>>

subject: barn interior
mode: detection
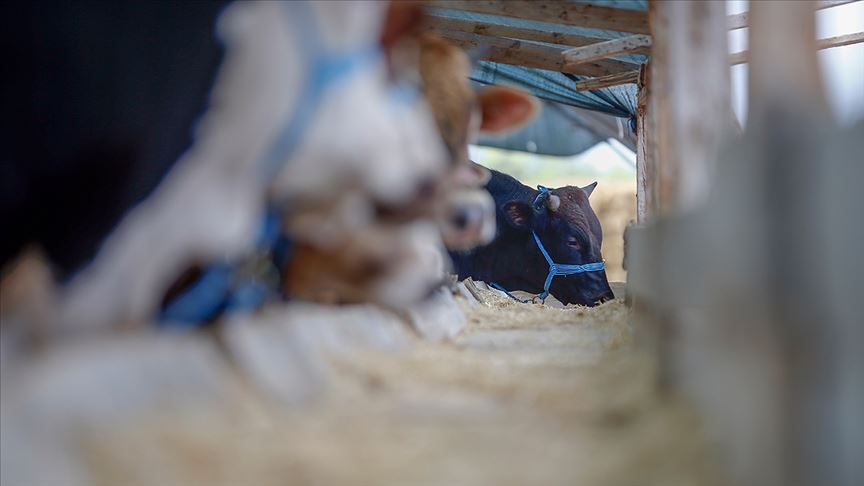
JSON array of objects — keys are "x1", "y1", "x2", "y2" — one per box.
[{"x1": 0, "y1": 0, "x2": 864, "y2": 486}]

<<
>>

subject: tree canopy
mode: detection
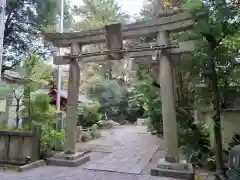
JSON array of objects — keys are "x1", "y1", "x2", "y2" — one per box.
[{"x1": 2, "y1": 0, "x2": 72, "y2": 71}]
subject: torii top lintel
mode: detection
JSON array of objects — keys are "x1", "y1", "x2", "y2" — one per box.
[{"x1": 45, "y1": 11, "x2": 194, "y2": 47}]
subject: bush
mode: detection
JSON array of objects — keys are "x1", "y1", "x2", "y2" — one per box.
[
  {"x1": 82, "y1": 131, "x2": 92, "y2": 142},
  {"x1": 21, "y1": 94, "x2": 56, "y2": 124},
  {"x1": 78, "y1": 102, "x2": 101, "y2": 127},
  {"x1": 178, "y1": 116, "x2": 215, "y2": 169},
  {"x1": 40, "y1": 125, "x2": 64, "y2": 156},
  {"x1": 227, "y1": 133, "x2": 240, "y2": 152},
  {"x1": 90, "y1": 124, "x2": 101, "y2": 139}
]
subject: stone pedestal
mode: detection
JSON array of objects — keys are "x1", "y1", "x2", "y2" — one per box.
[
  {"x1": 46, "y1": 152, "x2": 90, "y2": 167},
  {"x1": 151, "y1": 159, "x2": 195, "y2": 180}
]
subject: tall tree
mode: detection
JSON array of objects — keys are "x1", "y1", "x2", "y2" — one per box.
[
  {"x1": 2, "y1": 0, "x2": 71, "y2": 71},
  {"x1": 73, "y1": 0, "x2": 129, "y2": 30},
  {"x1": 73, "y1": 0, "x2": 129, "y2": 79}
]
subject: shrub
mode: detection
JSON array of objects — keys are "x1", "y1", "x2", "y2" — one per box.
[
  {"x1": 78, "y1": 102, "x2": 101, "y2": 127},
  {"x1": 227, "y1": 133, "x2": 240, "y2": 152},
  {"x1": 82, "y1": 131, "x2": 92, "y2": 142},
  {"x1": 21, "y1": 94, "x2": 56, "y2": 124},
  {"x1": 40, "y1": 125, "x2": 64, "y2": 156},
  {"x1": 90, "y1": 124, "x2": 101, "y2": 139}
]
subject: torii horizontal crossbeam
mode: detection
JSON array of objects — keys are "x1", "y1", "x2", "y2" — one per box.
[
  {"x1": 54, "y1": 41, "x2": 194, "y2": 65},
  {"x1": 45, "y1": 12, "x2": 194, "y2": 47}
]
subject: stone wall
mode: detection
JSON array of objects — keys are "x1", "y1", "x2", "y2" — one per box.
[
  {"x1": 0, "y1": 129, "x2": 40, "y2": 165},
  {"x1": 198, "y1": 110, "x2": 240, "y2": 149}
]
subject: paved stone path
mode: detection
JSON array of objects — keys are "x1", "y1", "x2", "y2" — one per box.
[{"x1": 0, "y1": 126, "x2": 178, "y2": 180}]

<<

Return each line of the entries above that contains the word "stone", matching case exactly.

subject: stone pedestal
subject: stone wall
subject: paved stone path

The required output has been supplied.